Referring expression pointing data:

────────────────

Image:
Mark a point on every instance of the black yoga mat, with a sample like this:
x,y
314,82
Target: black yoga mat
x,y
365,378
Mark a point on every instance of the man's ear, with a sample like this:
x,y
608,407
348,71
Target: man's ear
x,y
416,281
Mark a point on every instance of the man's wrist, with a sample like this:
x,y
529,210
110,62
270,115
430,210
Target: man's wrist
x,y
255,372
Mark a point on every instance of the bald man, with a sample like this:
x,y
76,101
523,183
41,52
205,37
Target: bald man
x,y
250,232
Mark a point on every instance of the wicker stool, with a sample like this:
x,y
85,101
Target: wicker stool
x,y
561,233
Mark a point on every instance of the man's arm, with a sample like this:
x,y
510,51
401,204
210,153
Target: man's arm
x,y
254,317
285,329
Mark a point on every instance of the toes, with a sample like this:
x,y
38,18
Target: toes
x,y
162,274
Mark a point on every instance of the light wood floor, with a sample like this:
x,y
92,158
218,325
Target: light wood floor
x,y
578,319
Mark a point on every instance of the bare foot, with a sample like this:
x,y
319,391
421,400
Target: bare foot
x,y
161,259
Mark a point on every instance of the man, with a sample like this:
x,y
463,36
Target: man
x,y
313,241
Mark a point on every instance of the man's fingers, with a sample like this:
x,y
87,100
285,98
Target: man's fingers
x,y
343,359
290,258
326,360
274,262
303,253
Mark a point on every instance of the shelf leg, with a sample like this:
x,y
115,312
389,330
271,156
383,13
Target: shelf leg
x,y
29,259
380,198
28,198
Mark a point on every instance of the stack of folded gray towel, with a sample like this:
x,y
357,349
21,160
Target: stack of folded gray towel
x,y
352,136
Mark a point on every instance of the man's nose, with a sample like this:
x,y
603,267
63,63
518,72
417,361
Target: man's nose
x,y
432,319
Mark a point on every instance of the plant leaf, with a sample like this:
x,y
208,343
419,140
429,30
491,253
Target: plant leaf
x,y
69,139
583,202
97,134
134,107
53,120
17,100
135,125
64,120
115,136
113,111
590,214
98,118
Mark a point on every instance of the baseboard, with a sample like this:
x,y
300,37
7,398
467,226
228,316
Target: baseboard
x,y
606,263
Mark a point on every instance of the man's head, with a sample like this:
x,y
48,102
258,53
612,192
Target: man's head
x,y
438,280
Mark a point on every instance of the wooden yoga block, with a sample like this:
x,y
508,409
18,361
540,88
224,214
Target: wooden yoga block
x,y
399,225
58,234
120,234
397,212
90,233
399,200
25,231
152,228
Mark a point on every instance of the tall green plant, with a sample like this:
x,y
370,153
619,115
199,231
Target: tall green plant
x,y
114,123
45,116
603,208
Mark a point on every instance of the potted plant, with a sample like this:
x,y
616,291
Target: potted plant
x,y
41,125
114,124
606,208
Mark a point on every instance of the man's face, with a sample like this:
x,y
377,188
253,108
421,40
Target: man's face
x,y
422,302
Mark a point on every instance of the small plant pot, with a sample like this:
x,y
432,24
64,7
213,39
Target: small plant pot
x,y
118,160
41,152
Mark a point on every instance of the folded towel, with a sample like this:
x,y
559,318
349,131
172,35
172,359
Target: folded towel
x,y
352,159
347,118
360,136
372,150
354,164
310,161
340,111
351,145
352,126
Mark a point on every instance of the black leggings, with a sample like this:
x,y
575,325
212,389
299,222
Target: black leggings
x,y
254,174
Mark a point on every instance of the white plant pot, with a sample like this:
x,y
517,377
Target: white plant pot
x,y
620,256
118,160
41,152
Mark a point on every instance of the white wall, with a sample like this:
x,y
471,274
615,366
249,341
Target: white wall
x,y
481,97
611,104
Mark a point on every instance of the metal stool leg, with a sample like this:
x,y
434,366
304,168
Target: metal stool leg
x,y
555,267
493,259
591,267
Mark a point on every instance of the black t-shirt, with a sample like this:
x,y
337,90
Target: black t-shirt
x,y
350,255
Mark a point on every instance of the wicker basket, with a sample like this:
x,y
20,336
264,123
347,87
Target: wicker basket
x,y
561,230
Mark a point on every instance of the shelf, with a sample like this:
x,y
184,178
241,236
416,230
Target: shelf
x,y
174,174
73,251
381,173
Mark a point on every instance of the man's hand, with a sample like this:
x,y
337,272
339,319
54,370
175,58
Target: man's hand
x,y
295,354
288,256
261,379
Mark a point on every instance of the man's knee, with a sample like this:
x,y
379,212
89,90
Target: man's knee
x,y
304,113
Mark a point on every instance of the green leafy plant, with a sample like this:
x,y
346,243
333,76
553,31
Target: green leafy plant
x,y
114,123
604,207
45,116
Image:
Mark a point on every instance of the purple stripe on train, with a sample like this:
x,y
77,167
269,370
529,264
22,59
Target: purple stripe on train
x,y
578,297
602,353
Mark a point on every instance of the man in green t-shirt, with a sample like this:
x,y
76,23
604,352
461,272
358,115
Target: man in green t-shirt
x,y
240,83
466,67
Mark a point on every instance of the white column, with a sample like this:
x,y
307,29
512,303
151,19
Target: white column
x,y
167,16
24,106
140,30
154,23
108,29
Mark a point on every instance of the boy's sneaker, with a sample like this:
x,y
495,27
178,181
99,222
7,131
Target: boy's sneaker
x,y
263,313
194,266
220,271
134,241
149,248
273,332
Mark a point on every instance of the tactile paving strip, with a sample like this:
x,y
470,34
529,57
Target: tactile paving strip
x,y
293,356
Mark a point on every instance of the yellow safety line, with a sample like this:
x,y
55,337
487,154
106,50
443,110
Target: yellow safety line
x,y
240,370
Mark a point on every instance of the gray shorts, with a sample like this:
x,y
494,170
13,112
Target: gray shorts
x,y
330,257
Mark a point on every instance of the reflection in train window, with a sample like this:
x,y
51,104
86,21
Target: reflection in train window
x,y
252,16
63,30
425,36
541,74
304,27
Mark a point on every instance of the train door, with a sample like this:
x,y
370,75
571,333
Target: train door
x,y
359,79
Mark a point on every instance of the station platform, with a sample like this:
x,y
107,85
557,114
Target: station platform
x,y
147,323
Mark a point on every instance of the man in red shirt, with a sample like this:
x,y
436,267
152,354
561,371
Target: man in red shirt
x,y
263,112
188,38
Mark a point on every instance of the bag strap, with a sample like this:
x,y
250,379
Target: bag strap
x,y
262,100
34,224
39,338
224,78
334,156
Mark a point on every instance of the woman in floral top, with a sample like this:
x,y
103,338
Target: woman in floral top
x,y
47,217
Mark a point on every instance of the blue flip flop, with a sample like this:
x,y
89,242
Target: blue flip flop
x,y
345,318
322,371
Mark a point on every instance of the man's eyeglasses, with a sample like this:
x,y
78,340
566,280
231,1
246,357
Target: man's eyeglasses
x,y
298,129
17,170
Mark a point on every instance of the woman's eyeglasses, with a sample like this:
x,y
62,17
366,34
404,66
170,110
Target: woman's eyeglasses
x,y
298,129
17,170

────────────────

About this exercise: For this exercise, output all the data exactly as shown above.

Answer section:
Image:
Mark a point on every instance of the black yoga mat, with a sample like this:
x,y
314,82
Target: black yoga mat
x,y
365,378
Mark a point on every instance of the man's ear, with a sample like this:
x,y
608,407
348,71
Target: man's ear
x,y
416,281
Mark a point on every instance of the man's wrist, with a sample like this:
x,y
529,210
110,62
270,115
430,210
Target: man's wrist
x,y
255,372
Mark a point on every instance of the bald man, with a sample like this:
x,y
76,101
523,183
41,52
205,37
Target: bald man
x,y
250,232
Mark a point on every instance of the wicker stool, with a sample like this:
x,y
85,101
Target: wicker stool
x,y
561,233
Mark a point on every instance of the man's arm, with a sample like this:
x,y
510,51
401,204
210,153
Target: man's arm
x,y
254,317
285,329
Mark a point on every instance of the toes, with a sample like this:
x,y
38,18
Target: toes
x,y
162,274
Mark a point on every instance of the light wood floor, with a sample like this:
x,y
92,158
218,325
Target: light wood floor
x,y
578,319
Mark a point on every instance of the bare foot, with a sample like this:
x,y
319,391
421,400
Target: bare foot
x,y
161,259
Mark a point on every instance of the man, with a sample like this:
x,y
463,36
Target: man
x,y
313,241
Mark a point on every instance of the man's fingers, with a sample like this:
x,y
87,100
285,98
Target: man's fingers
x,y
343,359
290,258
326,360
274,262
303,253
Mark a point on every instance of the shelf leg, with a sample like this:
x,y
115,312
389,330
271,156
383,13
Target: shelf leg
x,y
29,259
380,198
28,198
Mark a point on every instance of the stack of folded gray towel, with a sample like this:
x,y
357,349
21,160
Target: stack of folded gray towel
x,y
352,136
Mark a point on every instance of the man's nose, with a sample like this:
x,y
603,267
63,63
518,72
417,361
Target: man's nose
x,y
432,319
Mark a point on every instance of the plant leaf, with a sample like this:
x,y
208,343
419,140
429,30
491,253
Target: plant leaf
x,y
69,139
583,202
97,134
134,107
53,120
17,100
135,125
64,120
115,136
113,111
590,214
98,118
Mark a point on every instance of the baseboard, with a sample like this:
x,y
300,37
7,398
467,226
228,316
Target: baseboard
x,y
606,263
Mark a point on every instance of the man's head, with a sample like this:
x,y
48,102
258,53
612,192
Target: man's head
x,y
438,280
Mark a point on every instance of the wooden yoga block, with a sample like this:
x,y
508,409
18,361
540,88
224,214
Target: wooden yoga block
x,y
399,225
58,234
120,234
397,212
90,233
399,200
25,231
152,228
Mark a point on every instance of the tall green plant, with a sample like this:
x,y
370,153
619,115
199,231
Target: tall green plant
x,y
114,123
45,116
603,208
Mark a point on every instance of the potted plant, with a sample like this:
x,y
616,291
Target: potted plant
x,y
41,125
114,124
606,208
Mark a point on every instance of the man's face, with a sample like this:
x,y
377,188
253,108
421,40
Target: man's face
x,y
422,302
Mark a point on every instance of the small plant pot, with a sample like this:
x,y
432,24
64,7
213,39
Target: small plant pot
x,y
118,160
41,152
Mark a point on every instance of the folded towel, with a sample like this:
x,y
559,318
349,131
172,35
172,359
Target: folded towel
x,y
352,159
347,118
360,136
372,150
354,164
310,161
340,111
351,145
352,126
Mark a point on every instance of the black leggings, with a sample like this:
x,y
575,325
212,389
299,222
Target: black leggings
x,y
254,174
Mark a point on every instance of the white plant pot, with a sample like this:
x,y
517,377
Target: white plant pot
x,y
620,256
118,160
41,152
Mark a point on every instance of the white wall, with a sample like this:
x,y
471,274
615,366
249,341
Target: white wall
x,y
481,97
611,104
Mark a point on every instance of the metal stool leg, with a sample like this:
x,y
434,366
304,168
Target: metal stool leg
x,y
555,267
493,259
591,267
Mark a point on every instance of the black t-shirt, with a sample like this:
x,y
337,90
Target: black t-shirt
x,y
350,255
Mark a point on every instance of the wicker basket, with a sample like this:
x,y
20,336
264,123
347,87
Target: wicker basket
x,y
561,230
Mark a point on every instance of the shelf, with a sample like this:
x,y
184,178
241,236
416,230
Target: shelf
x,y
174,174
73,251
381,173
Mark a point on every instance of the man's hand, with a sample like this:
x,y
337,272
339,319
54,370
175,58
Target: man's hand
x,y
295,354
288,256
261,379
Mark a point on every instance of the man's knee, with a sample like this:
x,y
379,212
89,90
Target: man's knee
x,y
304,113
Mark a point on every instance of the green leafy plant, with a sample like this:
x,y
346,243
333,76
553,31
Target: green leafy plant
x,y
114,123
604,207
45,116
Image:
Mark a point on every instance of the purple stripe on train, with a sample like this:
x,y
77,167
269,370
529,264
22,59
Target: purple stripe on train
x,y
578,297
602,353
Mark a point on every instance of the man in green t-shirt, with a sample like this:
x,y
76,23
604,352
461,272
358,115
Target: man in green t-shirt
x,y
240,83
466,67
Mark a point on every instance of the white column, with a sample like this:
x,y
307,29
512,303
151,19
Target: white column
x,y
167,16
24,106
140,30
154,23
108,29
Mark a point on every instance of the boy's sneaker, with a sample like this:
x,y
495,27
178,181
99,222
7,131
Target: boy's sneaker
x,y
263,313
194,266
220,271
134,241
149,248
273,332
Mark a point on every instance of the tactile paving strip, with a sample like this:
x,y
470,34
529,57
Target: tactile paving strip
x,y
293,356
Mark a point on every instance of the yellow safety line, with a sample like this:
x,y
55,337
487,154
106,50
443,110
Target: yellow safety line
x,y
240,370
Mark a point on every instance of the gray shorts, with a sample like this:
x,y
494,170
13,112
Target: gray shorts
x,y
330,257
Mark a point on every instance of the reflection in train window, with a sample like this:
x,y
51,104
86,21
Target: reflection in train window
x,y
252,16
63,30
425,36
541,74
304,27
Mark a point on every instance of the train door, with a sample like this:
x,y
370,75
571,333
Target: train door
x,y
359,79
Mark a point on every instance of the station platform, with a sample like this:
x,y
107,85
557,114
Target: station platform
x,y
147,323
Mark a point on every instance of the man in red shirt, with a sample like this:
x,y
436,267
152,354
561,371
Target: man in red shirt
x,y
263,112
188,38
Mark a point on every instance of the bag strap, with a sample like this:
x,y
250,379
Target: bag strap
x,y
262,100
34,224
39,338
224,78
334,156
Mark a point on every instance of the woman in floral top, with a sample like this:
x,y
103,338
Target: woman in floral top
x,y
47,217
Mark a point on every instance of the blue flip flop, with a sample like this:
x,y
89,242
Target: blue flip flop
x,y
345,318
322,371
Mark a point on every instance of the man's eyeglasses, with a sample like this:
x,y
78,340
566,280
231,1
246,357
Target: man's eyeglasses
x,y
298,129
17,170
Mark a point on every instance of the woman's eyeglasses, with a sample like this:
x,y
62,17
366,34
404,66
170,110
Target: woman's eyeglasses
x,y
298,129
17,170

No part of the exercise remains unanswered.